*PASSAGE PROVIDED*
───

Tuesday, 9 February 2016

Creative bullshit.

Here we are. Another day another week another excuse. Another hypnotherapist appointment tomorrow. Plus psychiatrist appointment. Big day. Compared to today which consisted of my OT appointment and watching orange is the new black. Which makes me question how is life suppose to coexist with an ED and all this bullshit in my head. The voices are so loud. To restrict and purge. I hate my weight which is still BMI of 14 but it might as well be 20 by the way I feel. I depress myself more each day. I just want to cut but I know I'll get caught. I see high school kids and envy their innocence to life. What kind of life am I living? Where will this take me? I can't possibly do this forever can I? I'm struggling so badly. The pain is consuming. I'm ashamed of what I am and what is to come of me. I wonder why people don't like me then I realize why. Why I'm alone without friends, a partner anything. Everyone ignores my texts it's embarrassing but how do you change who you are. What you've done, what I've done. What to do now? I feel like my mind is broken glass in a million pieces never to be perfect and clear again. I can't do this. I don't know what I want in life but it's got to be more than this. Please lord help me change for the better. God I feel like cutting or overdosing. God help me this is the only place I can vent and say how I really feel. 

Monday, 1 February 2016

Desperate measures.

───

[Stored data entries]

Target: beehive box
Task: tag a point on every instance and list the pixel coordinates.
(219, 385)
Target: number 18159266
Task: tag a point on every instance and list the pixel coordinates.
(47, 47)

───

*WORK REQUEST 1*
In the diary text, condense the paragraph beginning "Here we are." into a bulleted list that keeps its main facts.
*WORK REQUEST 2*
Answer these questions from the diary text, one per line:
(a) On what date was the entry titled "Creative bullshit." written?
(b) What show did the writer watch that day?
(c) What is the title of the entry dated Monday, 1 February 2016?
These records were taken from a separate source.

*WRITTEN ANSWER 1*
- Tomorrow brings a hypnotherapist appointment and a psychiatrist appointment. Today held only an OT appointment and watching Orange Is the New Black.
- The writer questions how life can coexist with an eating disorder and hears loud voices urging restricting and purging.
- The writer's BMI is still 14 but feels like 20, and the writer hates their weight.
- The writer feels more depressed each day and wants to cut but expects to be caught.
- The writer envies high school kids' innocence and questions where this life is leading and whether it can go on.
- The writer feels ashamed and alone, without friends or a partner, and says everyone ignores their texts.
- The writer describes their mind as broken glass in a million pieces.
- The writer wants more from life and prays to change for the better, while feeling like cutting or overdosing. The writer calls this the only place to vent.

*WRITTEN ANSWER 2*
(a) Tuesday, 9 February 2016
(b) Orange Is the New Black
(c) "Desperate measures."